■ Selected extract:

>>>>>

Quantcast

Forget it, Jake...It's Chinatown

MADISON - ST. CLAIR RECORD

Thursday, December 26, 2024

Forget it, Jake...It's Chinatown

The American Film Institute--the nation’s premier chronicler of our cinematic past--is engaged in another one of it’s “100 Best” campaigns.

In the past, AFI has selected the 100 best films, the 100 best songs, the 100 best villains, the 100 best heroes, etc. The current contest is to select from the list of 400 nominees the 100 best “movie quotes" of all time.

On the list of 400, and sure to make the final cut is the line from the 1974 classic, “Chinatown." Spoken by Walsh - last name unknown - it’s a two-sentence manifesto on apathy and the power of the inevitable.

Delivered after all hell has broken loose, the female lead is dead, and relatively corrupt Good has been defeated by absolute Evil, it is the last line of the movie:

“Forget it Jake...it’s Chinatown,” capsulizes the futility of the lost cause, the surrender of reason and decency to the forces of darkness, the facts be damned because nobody cares.

Here in Hellhole No. 1, we have our own version of Walsh’s Chinatown with the so-called "Malpractice Mess,” where the collision of facts and fantasy produce not the truth, but an ever-increasing, ever-bigger lie in which the reality is out-stripped by the hype. Let us examine.

A trip to the website for Gateway Regional Hospital in Granite City--www.gatewayregional.net--reveals the following glowing pronouncements, in this the land of the wholesale physician exodus:

“According to news reports, physicians are leaving Madison County in bundles. (Yet), Gateway is proud to announce new additions to our staff...We are proud to bring the following physicians to our staff..."

<<<<<

■ Data extract:
>>>>>

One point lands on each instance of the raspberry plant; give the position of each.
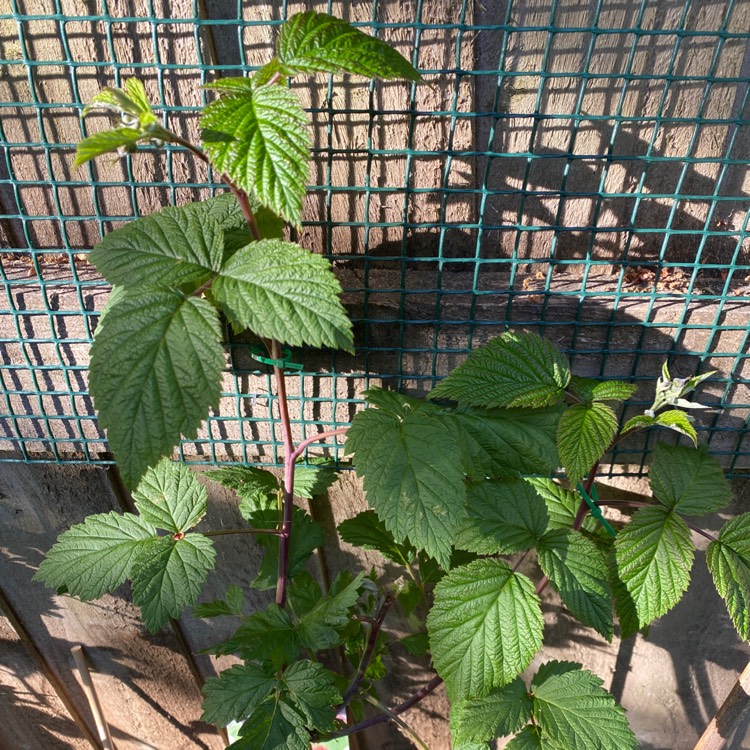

<<<<<

■ Required work: Reproduce the passage of the "Chinatown" column starting with "The American Film" and going on through "of all time.".

■ Expected answer:
The American Film Institute--the nation’s premier chronicler of our cinematic past--is engaged in another one of it’s “100 Best” campaigns.

In the past, AFI has selected the 100 best films, the 100 best songs, the 100 best villains, the 100 best heroes, etc. The current contest is to select from the list of 400 nominees the 100 best “movie quotes" of all time.